ЛЮБОВЬ И СМЕРТЬ В...

"Петербургский театральный журнал" №34
10.2003
Марина Дмитревская

Женя!

Идея переписки о Някрошюсе в тот момент, когда Вы остаетесь в Петербурге, я лечу в Магнитогорск, спектакль "Вишневый сад" ездит по России, а видели мы с вами его вообще-то в Москве, да еще в разные месяцы летом и осенью, – это классный хронотоп!

Вся Россия и Литва – наш сад.

С чего начать?

Начну радикально. Мне кажется, случилась неудача. Конечно, это неудача принципиальная, крупнейшего режиссера, и она – не чета многочисленным якобы успешным московским театральным "удачам". Это все равно событие. Но относительно самого Някрошюса – шаг назад и от выдающихся "Трех сестер", и от давнего "Дяди Вани". Он выглядит здесь собой "прошлым", будто не поставившим спектакли последних десяти лет, в частности моего любимого "Макбета" с вселенским христианским покоем.

Объясню, что имею в виду.

У Някрошюса всегда – не только огонь и вода, естественные природные стихии, не только всегда – предметы простого хуторского быта (даже если это Шекспир, Монтекки и Капулетти убивают друг друга крестьянскими вилами, а Отелло волочит, как корабли своего флота, выдолбленные деревянные корытца, в которых рубят еду и из которых кормят скот) – у Някрошюса всегда свои актеры. Даже если в очередной "сборной" возникают новые лица – так или иначе присутствуют постоянные, коренные "первачи": Костас Сморигинас, Владас Багдонас. Им не надо объяснять, что такое огонь и вода. И дерево. И вилы. Они сами – стихии Някрошюса. И он знает, что такое коренная лошадь и как ее запрягать, отправляясь в мир.

И первая тревога, которая сопровождала ожидание "Вишневого сада" в Москве, была именно эта: как, двинувшись со своего "театрального хутора" – в Москву, в Москву, – Някрошюс станет "запрягать" актеров с совершенно разной "иноходью". Как сможет он, несомненно великий, соединить в одно разные актерские школы и привычки? Как вообще смогут существовать вместе Л. Максакова и А. Петренко, Е. Миронов и И. Оболдина? Как откликнутся они на язык Някрошюса – странный, гротесковый, алогичный, лишенный тех "эпитетов", к которым привычен русский артист?

Выдержки из записей:
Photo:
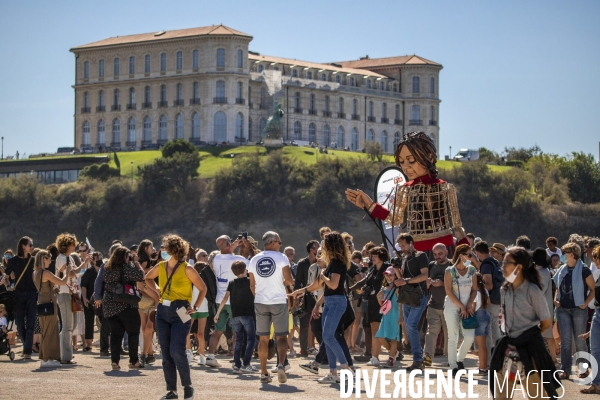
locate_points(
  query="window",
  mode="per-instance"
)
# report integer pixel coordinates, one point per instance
(163, 62)
(220, 89)
(116, 131)
(220, 126)
(240, 58)
(86, 134)
(131, 130)
(220, 64)
(162, 127)
(416, 84)
(340, 143)
(297, 130)
(179, 60)
(239, 125)
(147, 134)
(179, 126)
(195, 59)
(195, 125)
(101, 138)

Предложенное задание A:
Кого из актеров текст о «Вишневом саде» Някрошюса называет постоянными, коренными «первачами»?
Предложенное задание B:
Переведите на английский язык фразу «Вся Россия и Литва – наш сад.» из текста о «Вишневом саде» Някрошюса.
Предложенное задание C:
Продолжите текст о «Вишневом саде» Някрошюса, начав сразу после его последней фразы.
Приведенные строки здесь не используются.

Письменный ответ A:
Костаса Сморигинаса и Владаса Багдонаса.

Письменный ответ B:
All of Russia and Lithuania is our garden.

Письменный ответ C:
Конечно, готовилось выдающееся театральное событие. Впервые великий Эймунтас Някрошюс рискнул поставить спектакль с русскими актерами. Как мы помним и видели, пробы с иностранцами у него были (не так давно – итальянская "Чайка". Не очень сильную, но легкую, гибкую труппу Някрошюс выпустил на сцену стаей гомонящих птиц – все чайки... нет, не то, все актеры).

Но тут-то – Россия...

Смущало и некое насильственное завершение чеховского цикла. Он уже поставил все чеховские пьесы ("Иванов", "Дядя Ваня", "Чайка", "Три сестры"). Оставался "Вишневый сад". Накануне 100-летия пьесы и 100-летия со дня смерти Чехова.

В одной из сцен Лопахин-Е. Миронов пытается разжечь костер, спички кончились, и он высекает искру первобытным способом – камень о камень. Костер долго не загорается. Някрошюс давно разжигает свои костры "первобытной" искрой, но московский костер, который разводят шесть часов (столько идет спектакль), никак не разгорается...

Я вижу, как Някрошюс "разминает" актеров, строя вокруг текста и помимо него мир суверенных импровизаций. Утомительно долгий и не дающий приращения содержания.

Я почему-то не вижу метафор, а вижу довольно плоские знаки. Да, сада нет. Продается уже погост или пепелище – неуютное пространство у двух разрушенных усадебных пилястров, похожих на могильные столбики.

В этом пространстве могучий Фирс (А. Петренко) чистит старые пальто, а больше здесь уже давно ничего нет.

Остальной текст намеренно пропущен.